== Directions for this task ==
From the records below, pull out every line that contains the string "sneaker" and copy each one unchanged.

(Dataset records on where objects are located)
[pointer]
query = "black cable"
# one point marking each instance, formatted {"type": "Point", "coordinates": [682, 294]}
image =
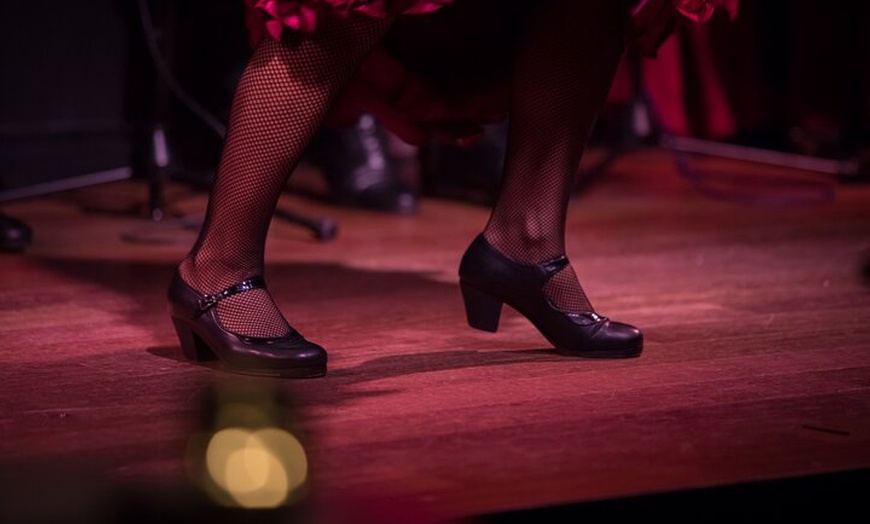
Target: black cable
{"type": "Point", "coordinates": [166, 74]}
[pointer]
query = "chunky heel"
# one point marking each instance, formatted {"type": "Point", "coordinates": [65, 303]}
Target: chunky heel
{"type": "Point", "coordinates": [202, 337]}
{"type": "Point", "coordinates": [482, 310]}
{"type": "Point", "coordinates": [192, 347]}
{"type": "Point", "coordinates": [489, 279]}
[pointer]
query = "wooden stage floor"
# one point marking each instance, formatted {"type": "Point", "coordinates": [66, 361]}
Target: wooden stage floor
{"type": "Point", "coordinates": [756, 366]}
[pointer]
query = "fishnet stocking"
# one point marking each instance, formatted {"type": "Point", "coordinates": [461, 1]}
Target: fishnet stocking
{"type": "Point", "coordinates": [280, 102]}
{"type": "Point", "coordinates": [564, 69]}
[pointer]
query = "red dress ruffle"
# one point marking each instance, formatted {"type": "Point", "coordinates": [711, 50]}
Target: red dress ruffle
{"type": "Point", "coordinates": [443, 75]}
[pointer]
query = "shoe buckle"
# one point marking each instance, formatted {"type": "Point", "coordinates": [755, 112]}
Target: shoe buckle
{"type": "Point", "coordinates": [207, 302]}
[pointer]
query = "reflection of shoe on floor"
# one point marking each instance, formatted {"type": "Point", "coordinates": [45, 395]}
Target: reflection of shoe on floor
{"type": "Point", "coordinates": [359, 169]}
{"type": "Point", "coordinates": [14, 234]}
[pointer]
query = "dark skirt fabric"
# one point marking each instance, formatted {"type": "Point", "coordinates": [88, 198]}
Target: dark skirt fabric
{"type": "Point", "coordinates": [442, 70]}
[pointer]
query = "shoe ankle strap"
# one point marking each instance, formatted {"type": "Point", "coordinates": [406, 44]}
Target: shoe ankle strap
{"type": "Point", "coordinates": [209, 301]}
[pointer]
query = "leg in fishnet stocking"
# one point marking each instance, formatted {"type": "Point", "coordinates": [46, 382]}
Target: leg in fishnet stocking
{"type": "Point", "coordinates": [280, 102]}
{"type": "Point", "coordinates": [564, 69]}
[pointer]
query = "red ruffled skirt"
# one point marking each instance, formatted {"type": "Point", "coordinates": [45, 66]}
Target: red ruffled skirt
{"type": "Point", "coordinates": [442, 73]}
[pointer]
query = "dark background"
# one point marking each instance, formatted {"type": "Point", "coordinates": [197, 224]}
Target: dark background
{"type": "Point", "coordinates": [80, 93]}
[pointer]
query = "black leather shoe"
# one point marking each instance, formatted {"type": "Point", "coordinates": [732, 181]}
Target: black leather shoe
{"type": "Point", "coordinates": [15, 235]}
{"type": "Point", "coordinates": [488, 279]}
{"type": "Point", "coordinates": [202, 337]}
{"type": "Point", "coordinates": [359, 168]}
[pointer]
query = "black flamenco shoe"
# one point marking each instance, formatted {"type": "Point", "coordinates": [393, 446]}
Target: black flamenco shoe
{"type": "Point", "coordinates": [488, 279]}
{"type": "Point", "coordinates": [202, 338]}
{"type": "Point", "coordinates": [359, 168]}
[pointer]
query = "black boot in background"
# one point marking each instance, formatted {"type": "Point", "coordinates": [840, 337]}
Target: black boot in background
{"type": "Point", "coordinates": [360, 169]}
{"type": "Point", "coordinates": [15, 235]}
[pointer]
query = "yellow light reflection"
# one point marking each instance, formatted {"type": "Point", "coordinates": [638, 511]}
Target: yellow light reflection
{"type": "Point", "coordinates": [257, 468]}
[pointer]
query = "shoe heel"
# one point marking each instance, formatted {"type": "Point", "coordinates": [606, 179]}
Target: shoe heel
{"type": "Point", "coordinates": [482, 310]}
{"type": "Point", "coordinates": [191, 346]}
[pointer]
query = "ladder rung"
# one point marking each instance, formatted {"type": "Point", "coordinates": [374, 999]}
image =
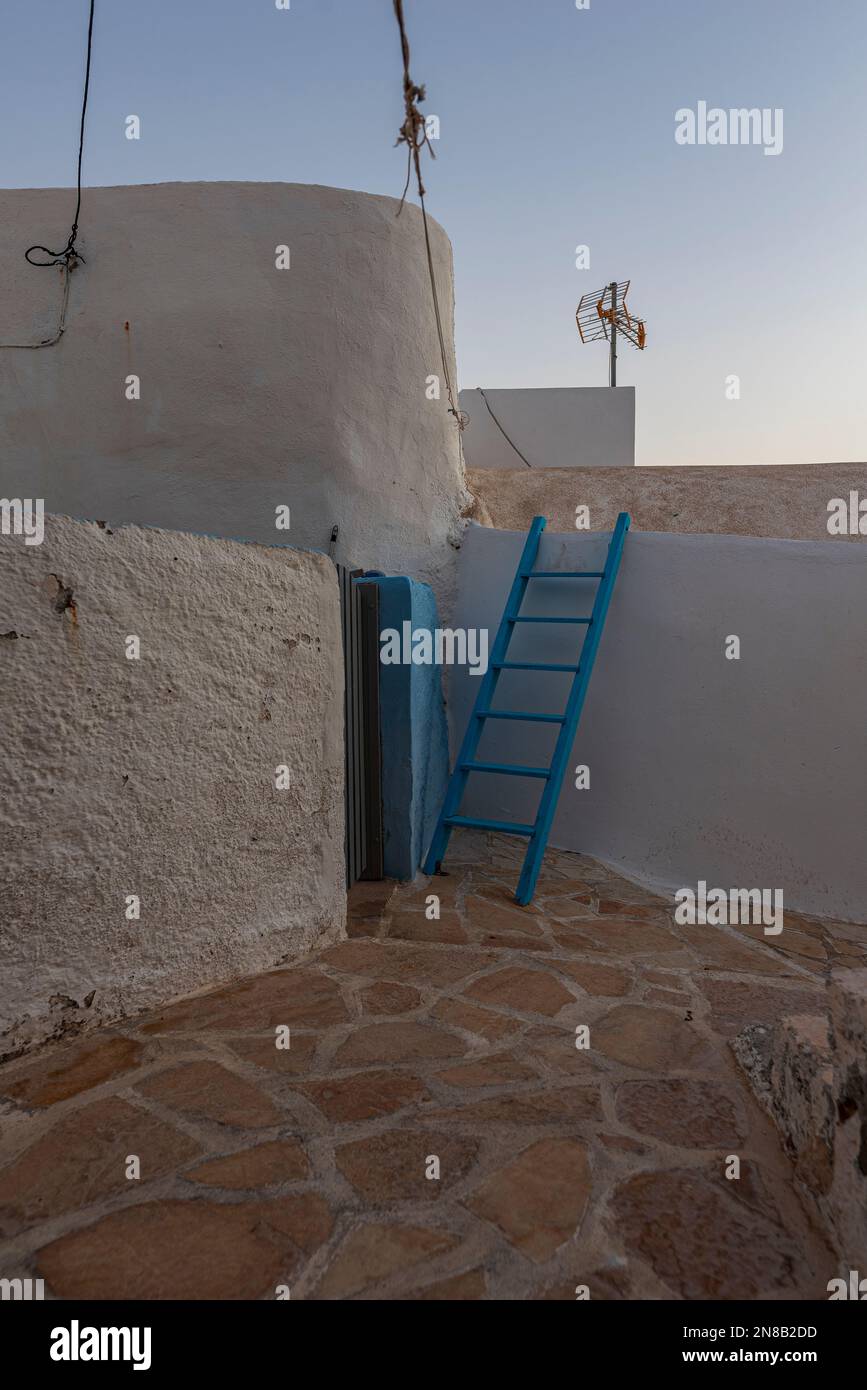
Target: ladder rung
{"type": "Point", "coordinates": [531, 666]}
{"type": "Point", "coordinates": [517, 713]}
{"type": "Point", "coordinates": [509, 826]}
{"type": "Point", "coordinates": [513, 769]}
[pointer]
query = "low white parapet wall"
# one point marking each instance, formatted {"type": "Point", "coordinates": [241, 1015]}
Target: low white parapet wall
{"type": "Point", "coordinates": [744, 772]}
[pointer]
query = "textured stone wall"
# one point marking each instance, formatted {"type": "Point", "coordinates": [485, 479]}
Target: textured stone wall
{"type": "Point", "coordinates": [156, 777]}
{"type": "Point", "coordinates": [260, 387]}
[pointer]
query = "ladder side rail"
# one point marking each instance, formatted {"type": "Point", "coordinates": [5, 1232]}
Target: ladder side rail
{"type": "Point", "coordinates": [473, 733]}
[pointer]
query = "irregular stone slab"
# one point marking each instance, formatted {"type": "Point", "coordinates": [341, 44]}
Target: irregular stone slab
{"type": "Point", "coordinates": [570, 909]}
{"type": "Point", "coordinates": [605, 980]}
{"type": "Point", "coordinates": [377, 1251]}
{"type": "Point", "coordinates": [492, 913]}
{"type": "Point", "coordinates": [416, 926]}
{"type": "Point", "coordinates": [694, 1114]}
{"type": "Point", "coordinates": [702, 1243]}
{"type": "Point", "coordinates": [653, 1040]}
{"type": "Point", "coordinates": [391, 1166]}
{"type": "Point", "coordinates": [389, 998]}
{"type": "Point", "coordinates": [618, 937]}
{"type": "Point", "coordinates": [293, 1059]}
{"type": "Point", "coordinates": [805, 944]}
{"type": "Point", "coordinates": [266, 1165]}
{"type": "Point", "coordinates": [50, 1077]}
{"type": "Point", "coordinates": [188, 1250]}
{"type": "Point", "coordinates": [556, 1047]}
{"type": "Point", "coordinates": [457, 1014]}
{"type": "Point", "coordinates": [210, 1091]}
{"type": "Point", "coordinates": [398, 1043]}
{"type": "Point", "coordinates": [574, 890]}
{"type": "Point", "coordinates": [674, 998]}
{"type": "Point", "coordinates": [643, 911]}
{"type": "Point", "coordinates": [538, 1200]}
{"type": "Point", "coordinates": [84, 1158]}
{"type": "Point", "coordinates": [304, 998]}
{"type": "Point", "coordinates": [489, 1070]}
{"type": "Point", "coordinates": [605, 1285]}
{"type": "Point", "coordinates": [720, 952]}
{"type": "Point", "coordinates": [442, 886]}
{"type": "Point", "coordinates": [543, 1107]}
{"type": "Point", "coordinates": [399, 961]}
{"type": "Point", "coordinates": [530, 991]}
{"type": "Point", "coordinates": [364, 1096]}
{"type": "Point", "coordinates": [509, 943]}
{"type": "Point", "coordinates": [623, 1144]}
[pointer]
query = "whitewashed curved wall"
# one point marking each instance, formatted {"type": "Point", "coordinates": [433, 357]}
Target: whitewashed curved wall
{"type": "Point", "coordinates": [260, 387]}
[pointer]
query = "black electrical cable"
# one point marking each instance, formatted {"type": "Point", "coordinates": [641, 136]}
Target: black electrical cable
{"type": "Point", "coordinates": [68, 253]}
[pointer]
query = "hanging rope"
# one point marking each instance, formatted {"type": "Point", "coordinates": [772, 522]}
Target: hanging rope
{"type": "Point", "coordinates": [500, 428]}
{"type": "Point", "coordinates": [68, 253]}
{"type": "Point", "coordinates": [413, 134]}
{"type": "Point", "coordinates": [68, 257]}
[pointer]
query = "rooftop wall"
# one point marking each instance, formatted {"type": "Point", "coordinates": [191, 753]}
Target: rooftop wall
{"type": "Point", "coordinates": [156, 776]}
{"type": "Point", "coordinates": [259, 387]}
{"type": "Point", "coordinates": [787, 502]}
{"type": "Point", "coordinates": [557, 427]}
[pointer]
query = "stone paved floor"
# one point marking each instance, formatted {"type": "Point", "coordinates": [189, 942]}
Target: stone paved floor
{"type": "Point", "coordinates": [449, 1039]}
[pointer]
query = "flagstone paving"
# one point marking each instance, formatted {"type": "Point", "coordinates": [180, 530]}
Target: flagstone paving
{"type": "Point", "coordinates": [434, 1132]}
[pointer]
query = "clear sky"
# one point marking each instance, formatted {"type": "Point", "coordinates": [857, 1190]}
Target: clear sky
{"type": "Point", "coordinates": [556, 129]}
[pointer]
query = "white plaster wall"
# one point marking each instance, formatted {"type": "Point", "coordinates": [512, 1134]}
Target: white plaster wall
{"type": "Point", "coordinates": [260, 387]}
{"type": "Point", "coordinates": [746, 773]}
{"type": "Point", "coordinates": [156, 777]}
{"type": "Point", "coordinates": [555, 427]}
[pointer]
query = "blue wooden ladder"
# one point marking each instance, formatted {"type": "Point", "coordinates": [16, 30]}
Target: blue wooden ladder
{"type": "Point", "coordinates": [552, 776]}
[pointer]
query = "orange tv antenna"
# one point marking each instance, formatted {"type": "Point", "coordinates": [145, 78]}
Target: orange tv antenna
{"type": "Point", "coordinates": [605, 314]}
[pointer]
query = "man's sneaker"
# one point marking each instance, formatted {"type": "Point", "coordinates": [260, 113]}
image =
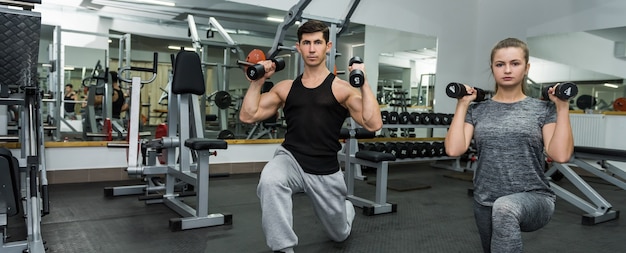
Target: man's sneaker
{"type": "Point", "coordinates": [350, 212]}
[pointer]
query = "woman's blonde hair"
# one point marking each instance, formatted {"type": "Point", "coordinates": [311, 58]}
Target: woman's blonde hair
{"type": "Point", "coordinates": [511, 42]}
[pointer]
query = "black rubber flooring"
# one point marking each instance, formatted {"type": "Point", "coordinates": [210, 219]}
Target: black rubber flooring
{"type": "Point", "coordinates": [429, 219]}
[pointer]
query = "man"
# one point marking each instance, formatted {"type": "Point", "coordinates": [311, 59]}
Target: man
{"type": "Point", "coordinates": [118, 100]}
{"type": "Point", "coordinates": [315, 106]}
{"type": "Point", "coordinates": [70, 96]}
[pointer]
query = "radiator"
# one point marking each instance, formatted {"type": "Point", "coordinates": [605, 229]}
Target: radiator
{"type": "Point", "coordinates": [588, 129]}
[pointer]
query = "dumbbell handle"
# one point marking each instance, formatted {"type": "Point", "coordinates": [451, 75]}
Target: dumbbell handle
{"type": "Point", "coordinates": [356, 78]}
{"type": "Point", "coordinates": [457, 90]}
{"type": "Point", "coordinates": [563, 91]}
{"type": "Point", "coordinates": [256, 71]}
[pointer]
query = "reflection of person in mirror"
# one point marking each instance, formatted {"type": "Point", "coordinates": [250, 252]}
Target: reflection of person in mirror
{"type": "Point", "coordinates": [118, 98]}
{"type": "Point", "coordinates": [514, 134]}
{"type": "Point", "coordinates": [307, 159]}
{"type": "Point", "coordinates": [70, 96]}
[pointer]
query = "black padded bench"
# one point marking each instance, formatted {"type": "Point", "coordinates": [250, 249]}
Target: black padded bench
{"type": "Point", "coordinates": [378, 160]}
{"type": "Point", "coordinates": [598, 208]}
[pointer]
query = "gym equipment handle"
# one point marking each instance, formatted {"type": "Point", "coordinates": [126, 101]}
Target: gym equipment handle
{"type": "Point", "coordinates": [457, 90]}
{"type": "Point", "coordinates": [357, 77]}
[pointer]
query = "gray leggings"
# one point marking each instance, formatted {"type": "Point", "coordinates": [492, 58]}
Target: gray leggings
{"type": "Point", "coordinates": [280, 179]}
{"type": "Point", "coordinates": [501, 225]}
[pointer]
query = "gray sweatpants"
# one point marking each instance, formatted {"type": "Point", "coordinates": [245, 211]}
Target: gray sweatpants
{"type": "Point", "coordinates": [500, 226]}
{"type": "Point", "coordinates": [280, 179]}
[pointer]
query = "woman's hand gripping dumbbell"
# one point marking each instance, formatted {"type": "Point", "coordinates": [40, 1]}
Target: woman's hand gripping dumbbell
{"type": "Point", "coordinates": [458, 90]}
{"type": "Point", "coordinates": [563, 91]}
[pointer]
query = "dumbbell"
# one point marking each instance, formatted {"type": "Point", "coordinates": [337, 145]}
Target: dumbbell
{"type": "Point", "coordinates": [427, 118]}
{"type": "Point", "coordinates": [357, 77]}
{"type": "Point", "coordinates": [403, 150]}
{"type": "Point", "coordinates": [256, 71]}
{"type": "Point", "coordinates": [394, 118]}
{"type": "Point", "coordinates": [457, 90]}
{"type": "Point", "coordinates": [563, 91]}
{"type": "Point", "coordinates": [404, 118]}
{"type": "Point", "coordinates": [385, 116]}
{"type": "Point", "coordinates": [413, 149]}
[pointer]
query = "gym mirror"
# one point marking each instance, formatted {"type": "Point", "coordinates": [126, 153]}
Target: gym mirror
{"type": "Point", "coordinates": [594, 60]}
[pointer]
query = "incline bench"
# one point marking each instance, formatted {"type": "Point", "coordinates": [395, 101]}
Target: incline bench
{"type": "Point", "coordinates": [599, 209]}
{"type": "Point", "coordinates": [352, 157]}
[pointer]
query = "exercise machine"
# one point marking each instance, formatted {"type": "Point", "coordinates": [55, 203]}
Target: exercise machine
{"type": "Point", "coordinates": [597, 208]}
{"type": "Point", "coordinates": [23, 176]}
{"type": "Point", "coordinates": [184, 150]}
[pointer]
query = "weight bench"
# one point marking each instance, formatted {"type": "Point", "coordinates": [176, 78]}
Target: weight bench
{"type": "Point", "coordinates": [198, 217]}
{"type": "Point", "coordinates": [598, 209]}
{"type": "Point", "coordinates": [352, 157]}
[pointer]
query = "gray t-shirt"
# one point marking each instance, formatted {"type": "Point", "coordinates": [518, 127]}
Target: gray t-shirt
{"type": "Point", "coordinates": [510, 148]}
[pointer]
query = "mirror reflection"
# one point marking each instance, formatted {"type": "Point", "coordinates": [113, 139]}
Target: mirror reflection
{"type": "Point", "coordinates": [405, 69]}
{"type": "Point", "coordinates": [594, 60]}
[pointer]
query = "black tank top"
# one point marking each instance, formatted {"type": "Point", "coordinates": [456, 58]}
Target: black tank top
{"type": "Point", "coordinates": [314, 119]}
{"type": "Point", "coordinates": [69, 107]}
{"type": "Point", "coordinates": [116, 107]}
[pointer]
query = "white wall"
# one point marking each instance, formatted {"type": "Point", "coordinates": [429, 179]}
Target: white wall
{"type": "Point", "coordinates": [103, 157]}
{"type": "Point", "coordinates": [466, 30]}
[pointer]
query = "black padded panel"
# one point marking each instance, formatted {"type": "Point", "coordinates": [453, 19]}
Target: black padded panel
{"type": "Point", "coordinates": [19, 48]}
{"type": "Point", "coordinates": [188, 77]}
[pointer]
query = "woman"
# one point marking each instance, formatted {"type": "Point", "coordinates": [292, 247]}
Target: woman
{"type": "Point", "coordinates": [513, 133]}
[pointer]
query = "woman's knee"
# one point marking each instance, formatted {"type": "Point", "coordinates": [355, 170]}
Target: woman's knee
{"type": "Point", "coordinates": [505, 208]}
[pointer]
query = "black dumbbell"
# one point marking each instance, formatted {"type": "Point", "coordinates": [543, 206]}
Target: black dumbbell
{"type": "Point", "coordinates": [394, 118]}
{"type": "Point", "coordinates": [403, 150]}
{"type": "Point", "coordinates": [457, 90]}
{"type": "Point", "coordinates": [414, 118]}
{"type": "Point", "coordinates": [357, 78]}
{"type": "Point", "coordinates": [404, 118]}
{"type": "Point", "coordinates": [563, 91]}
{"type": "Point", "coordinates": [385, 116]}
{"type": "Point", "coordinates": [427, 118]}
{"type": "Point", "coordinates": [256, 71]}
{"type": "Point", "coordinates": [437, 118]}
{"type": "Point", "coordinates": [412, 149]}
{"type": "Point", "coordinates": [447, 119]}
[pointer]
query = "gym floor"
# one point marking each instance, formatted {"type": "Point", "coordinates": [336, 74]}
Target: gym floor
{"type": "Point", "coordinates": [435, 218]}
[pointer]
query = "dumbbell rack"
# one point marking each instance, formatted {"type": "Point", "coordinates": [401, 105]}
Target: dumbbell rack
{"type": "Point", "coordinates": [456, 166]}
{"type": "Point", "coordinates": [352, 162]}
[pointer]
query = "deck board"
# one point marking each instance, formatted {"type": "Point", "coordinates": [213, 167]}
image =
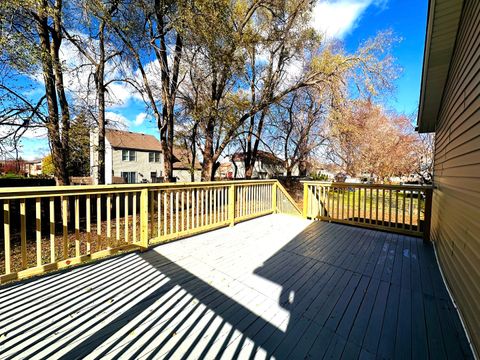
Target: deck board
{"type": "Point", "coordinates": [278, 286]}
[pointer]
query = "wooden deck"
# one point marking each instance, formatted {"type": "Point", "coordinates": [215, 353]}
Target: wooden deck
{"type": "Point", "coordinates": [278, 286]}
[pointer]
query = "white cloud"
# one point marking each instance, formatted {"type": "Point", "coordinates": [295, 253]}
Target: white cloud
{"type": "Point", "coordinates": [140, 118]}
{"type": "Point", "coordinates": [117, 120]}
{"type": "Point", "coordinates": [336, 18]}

== Exercise result ==
query = "man's sneaker"
Target: man's sneaker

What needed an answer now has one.